**MATERIAL SHOWN:**
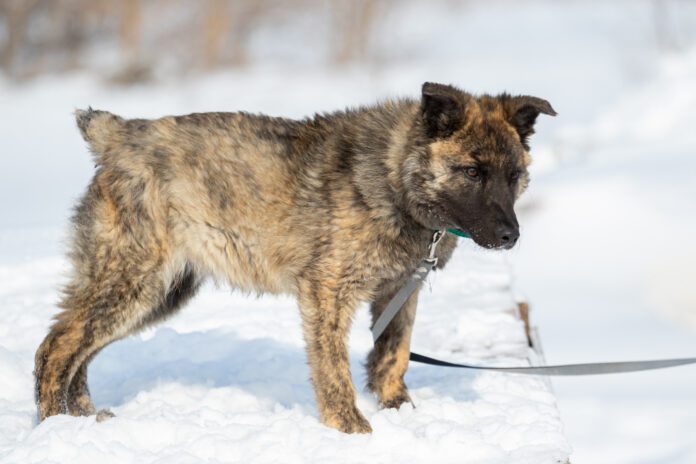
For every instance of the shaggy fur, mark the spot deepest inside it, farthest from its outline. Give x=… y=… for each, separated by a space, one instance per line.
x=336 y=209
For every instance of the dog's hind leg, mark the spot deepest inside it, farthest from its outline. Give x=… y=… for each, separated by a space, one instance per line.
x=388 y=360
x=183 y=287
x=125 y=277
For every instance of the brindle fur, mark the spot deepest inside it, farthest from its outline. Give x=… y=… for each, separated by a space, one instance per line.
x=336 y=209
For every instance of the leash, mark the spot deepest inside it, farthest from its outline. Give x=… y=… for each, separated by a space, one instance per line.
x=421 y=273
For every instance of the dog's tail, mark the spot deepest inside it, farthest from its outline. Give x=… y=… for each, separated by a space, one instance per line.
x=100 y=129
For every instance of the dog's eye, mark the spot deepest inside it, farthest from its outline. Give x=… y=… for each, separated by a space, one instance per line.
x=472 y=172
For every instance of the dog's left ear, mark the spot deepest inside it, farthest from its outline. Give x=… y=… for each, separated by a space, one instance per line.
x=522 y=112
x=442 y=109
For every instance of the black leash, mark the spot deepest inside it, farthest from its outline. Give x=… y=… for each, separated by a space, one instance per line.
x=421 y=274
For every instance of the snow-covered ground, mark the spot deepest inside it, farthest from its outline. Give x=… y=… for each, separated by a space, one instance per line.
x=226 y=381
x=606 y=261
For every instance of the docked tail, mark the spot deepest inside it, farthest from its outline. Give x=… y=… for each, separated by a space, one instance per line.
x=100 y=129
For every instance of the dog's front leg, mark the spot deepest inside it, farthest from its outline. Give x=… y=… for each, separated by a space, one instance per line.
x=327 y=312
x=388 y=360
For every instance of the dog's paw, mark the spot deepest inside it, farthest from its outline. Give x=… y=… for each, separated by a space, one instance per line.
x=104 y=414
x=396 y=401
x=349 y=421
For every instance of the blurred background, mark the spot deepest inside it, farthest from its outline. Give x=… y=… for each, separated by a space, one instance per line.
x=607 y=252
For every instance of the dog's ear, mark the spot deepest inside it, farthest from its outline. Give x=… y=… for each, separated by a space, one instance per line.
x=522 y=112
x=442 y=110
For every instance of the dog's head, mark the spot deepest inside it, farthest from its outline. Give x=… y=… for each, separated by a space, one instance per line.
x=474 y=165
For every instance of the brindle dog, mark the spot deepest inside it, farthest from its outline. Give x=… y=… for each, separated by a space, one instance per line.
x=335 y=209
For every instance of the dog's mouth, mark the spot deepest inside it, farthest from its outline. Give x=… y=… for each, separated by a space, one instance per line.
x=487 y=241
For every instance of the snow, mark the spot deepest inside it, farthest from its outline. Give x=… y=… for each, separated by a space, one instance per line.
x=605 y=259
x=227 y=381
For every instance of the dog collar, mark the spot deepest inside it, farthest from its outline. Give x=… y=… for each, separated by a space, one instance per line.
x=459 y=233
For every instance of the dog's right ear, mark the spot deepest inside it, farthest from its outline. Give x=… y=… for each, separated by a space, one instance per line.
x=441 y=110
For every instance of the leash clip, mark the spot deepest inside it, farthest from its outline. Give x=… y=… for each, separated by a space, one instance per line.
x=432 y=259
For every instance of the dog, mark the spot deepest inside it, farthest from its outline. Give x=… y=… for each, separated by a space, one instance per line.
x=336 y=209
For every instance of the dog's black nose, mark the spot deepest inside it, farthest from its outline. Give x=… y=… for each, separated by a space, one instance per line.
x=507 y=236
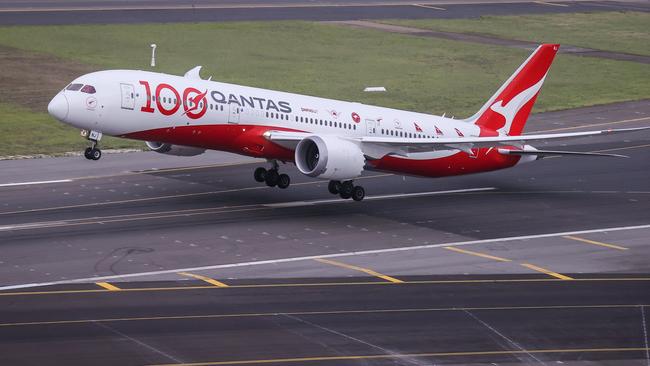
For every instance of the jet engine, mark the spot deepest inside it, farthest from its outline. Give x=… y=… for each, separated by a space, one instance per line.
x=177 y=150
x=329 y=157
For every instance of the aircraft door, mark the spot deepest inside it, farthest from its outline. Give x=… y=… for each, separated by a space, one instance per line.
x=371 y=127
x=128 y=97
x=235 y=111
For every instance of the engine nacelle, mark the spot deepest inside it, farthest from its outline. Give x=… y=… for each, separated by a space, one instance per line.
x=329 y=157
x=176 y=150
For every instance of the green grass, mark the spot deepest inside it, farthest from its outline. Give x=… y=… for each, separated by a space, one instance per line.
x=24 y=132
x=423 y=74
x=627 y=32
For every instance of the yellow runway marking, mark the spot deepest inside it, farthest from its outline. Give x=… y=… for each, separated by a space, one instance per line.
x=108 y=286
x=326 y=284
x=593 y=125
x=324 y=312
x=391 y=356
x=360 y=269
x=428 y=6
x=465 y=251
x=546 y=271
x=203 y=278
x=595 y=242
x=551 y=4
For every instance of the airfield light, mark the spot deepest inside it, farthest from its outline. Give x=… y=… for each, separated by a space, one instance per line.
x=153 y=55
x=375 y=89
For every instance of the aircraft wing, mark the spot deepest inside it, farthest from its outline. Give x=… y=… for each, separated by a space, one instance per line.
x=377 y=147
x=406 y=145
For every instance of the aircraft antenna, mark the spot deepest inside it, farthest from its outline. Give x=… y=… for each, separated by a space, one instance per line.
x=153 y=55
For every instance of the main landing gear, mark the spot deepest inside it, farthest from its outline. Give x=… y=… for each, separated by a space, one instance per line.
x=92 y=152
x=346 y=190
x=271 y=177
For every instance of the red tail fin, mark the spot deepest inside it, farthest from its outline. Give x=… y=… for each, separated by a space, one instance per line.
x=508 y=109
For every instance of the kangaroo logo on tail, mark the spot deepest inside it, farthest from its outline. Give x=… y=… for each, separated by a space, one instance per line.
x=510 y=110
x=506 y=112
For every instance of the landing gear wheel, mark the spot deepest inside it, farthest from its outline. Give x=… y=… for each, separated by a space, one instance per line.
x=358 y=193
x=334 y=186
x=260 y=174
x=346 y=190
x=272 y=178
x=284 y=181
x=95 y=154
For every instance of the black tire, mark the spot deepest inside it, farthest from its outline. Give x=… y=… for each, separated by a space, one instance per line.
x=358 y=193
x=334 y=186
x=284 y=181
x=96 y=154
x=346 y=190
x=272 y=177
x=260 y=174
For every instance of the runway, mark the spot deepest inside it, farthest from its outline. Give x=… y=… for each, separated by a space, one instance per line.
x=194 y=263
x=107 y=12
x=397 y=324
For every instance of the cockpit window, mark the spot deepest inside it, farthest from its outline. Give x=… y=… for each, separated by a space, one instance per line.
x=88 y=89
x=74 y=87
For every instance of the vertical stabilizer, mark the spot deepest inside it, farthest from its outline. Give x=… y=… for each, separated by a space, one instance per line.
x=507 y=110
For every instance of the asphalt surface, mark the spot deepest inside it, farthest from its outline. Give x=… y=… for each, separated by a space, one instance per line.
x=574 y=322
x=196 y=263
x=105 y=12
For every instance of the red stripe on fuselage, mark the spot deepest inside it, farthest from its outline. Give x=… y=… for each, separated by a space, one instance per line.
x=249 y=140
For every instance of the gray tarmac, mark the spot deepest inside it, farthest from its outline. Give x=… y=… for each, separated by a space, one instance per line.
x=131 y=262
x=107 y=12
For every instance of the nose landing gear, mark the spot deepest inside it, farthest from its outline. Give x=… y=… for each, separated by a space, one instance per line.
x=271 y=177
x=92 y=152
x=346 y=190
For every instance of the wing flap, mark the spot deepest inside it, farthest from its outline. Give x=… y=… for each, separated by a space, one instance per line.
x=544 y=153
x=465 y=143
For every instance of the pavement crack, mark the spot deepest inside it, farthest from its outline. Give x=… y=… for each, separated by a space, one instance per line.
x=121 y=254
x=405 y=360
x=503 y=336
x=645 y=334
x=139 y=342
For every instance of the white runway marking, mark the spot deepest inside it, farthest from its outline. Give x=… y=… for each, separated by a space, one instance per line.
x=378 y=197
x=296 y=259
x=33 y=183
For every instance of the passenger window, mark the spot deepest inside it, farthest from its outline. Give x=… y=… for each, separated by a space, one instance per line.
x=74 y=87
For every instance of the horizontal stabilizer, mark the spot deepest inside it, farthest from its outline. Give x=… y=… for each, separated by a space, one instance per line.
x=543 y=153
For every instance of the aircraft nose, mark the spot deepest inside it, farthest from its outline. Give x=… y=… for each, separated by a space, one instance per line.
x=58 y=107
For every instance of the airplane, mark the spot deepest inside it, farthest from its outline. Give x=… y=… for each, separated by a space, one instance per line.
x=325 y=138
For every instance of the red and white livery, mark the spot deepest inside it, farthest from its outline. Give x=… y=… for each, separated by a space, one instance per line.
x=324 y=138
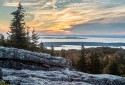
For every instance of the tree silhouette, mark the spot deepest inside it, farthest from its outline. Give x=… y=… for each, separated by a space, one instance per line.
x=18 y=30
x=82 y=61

==

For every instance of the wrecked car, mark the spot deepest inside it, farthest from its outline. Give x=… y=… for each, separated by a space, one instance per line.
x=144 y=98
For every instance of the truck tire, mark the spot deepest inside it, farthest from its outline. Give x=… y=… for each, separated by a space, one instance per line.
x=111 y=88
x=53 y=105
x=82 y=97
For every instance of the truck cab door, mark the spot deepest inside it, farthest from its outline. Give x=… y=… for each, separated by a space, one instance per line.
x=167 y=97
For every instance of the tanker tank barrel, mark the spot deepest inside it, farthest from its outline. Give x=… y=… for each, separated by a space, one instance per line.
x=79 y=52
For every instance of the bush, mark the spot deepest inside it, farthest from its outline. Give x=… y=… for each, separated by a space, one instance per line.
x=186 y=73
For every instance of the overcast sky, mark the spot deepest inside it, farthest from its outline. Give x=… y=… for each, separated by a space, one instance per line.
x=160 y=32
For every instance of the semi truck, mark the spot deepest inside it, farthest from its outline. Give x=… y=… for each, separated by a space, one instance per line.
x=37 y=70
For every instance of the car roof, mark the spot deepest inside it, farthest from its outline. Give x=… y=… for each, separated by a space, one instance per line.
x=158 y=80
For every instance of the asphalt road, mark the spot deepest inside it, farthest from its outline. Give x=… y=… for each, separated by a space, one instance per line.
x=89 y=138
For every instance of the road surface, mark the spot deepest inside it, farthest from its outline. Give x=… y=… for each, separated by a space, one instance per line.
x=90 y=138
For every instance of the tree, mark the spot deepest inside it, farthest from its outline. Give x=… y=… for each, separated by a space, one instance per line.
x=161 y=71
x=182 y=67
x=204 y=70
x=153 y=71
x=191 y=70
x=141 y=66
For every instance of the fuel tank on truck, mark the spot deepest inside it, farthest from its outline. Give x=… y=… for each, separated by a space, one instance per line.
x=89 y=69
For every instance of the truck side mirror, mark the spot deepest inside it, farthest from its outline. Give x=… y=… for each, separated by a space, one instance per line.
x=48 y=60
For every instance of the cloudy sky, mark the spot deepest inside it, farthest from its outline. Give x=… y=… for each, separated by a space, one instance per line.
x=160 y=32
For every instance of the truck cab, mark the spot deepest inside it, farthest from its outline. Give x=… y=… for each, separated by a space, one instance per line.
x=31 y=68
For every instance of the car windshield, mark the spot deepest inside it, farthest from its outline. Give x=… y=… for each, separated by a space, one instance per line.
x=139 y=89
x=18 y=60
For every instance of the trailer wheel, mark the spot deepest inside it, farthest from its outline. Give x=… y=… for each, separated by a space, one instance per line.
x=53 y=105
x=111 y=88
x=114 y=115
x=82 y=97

**DIRECTIONS FOR THIS TASK:**
Starting at the line that contains "For every instance of the red tail" and ending with the line that contains "x=508 y=109", write out those lines of the listing again, swapping "red tail fin" for "crimson tail fin" and leaving everything else the same.

**REPLY:**
For every instance of the crimson tail fin, mark the spot deepest inside it, farthest from its outline. Give x=… y=… for each, separated by a space, one instance per line.
x=508 y=109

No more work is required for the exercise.